▸ **To do**:
Can you reproduce the text on Kennedy's D&E opinion between "Even so, this" and "of the opinion.", inclusive, word for word?

That probably leaves open the question of whether health of the mother can be a legal defense if the abortionist uses "intact D&E" to kill the "living fetus" and is then prosecuted.
Even so, this is an enormous change because the requirement of a health exception which was determined by the abortionist essentially legalized abortion on demand through the entire term of the pregnancy so long as the abortionist considered birth to be a danger to the health of the mother.
Kennedy does not shy away from describing standard and intact D&E's in all their gruesome detail over pages 3-9 of the opinion.
It is often a fool's errand to guess where a Justice may stand on future issues which may come before the Court, but Kennedy is obviously appalled by the entire D&E procedure of literally ripping unborn children apart.
Kennedy may be a possible vote to seriously restrict Roe or even reverse it.
I disagree with you that Kennedy might be a vote to overturn Roe v Wade or Casey. He had the opportunity vote that way in Casey.

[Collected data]
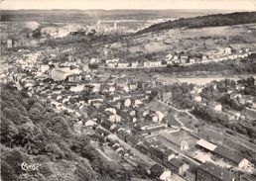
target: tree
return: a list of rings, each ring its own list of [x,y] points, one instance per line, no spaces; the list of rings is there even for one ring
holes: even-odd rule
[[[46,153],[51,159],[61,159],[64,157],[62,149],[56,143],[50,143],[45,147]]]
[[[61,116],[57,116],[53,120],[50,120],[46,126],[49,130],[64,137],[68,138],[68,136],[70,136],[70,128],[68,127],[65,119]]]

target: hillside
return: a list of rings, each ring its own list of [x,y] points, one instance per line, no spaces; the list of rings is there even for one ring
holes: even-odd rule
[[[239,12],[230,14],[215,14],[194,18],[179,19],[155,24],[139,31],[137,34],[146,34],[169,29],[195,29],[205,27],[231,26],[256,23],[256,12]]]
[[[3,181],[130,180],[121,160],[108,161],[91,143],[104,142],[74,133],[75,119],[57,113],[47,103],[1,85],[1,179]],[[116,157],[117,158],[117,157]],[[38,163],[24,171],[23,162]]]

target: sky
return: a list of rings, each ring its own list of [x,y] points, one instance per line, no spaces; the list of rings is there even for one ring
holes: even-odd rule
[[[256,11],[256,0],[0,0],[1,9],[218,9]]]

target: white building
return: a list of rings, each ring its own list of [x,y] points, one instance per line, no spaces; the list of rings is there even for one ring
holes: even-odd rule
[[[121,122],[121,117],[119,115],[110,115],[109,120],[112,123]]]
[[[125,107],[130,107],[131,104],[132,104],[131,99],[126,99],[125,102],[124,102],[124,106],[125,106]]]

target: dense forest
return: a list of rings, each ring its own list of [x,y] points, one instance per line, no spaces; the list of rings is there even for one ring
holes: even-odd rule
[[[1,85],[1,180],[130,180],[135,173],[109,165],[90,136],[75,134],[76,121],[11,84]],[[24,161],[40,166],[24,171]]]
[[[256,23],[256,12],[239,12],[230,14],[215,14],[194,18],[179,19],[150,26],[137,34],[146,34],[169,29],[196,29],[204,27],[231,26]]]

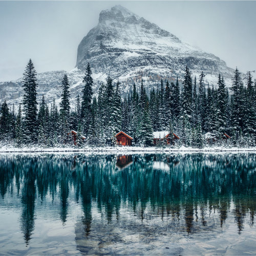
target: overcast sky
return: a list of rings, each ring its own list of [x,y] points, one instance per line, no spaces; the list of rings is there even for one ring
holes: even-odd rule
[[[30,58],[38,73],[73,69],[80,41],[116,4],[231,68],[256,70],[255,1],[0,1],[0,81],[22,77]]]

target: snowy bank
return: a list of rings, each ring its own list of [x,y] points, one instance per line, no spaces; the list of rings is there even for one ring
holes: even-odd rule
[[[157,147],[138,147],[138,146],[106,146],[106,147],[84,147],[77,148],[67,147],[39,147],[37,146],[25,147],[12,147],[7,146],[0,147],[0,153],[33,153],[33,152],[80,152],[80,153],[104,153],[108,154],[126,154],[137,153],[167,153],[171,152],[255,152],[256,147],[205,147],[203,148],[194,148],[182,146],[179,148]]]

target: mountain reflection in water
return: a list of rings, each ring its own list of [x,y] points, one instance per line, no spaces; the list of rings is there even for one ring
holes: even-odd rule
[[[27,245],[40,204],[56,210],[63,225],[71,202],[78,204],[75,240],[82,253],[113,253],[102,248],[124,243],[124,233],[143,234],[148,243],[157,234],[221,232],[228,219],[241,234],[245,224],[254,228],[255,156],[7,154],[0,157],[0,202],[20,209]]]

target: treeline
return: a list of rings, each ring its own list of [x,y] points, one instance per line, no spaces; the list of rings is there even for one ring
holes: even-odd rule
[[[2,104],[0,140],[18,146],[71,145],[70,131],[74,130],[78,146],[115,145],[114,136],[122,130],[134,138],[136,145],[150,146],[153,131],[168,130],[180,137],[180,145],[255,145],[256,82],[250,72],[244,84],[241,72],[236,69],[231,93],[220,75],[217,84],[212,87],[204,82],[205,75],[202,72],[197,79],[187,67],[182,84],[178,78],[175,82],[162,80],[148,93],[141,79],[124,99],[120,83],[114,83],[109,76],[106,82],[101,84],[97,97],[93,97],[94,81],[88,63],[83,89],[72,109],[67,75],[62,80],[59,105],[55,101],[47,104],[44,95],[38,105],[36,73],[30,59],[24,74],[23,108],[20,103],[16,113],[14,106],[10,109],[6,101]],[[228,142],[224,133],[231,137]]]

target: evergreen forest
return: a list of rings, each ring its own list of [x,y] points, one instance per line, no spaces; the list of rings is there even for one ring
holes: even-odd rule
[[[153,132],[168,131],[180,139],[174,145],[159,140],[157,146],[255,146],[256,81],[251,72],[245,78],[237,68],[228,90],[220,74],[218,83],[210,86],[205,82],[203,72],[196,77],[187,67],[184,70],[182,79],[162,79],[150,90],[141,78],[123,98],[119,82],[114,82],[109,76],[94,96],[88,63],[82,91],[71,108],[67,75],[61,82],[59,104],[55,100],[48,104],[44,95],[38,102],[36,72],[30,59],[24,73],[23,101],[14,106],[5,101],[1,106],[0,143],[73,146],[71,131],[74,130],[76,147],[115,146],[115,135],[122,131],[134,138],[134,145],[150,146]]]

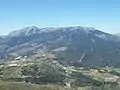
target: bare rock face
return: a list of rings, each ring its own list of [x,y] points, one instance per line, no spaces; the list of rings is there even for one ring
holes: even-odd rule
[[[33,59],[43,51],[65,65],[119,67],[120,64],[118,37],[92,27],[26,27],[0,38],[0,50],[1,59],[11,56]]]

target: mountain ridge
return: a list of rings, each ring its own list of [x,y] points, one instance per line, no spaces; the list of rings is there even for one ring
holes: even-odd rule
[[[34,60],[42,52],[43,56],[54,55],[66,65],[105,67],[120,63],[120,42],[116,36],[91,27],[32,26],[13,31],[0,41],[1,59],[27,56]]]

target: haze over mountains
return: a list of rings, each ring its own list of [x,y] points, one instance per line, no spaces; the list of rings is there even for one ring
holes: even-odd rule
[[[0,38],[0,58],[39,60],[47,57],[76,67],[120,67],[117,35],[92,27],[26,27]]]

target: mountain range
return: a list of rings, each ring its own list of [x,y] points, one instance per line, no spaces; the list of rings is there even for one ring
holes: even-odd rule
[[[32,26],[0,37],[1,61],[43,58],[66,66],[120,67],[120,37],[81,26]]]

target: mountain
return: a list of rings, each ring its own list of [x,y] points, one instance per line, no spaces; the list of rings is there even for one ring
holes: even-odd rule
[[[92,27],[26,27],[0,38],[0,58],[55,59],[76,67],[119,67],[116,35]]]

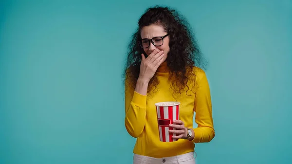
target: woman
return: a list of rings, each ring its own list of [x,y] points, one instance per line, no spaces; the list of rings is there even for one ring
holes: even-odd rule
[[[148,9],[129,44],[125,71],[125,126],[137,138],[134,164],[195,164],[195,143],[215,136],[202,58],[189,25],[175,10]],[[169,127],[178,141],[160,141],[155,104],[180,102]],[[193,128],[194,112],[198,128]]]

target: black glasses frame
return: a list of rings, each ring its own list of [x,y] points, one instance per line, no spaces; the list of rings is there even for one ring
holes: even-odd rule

▸ **Answer to the problem**:
Even so, this is an enormous change because the requirement of a health exception which was determined by the abortionist essentially legalized abortion on demand through the entire term of the pregnancy so long as the abortionist considered birth to be a danger to the health of the mother.
Kennedy does not shy away from describing standard and intact D&E's in all their gruesome detail over pages 3-9 of the opinion.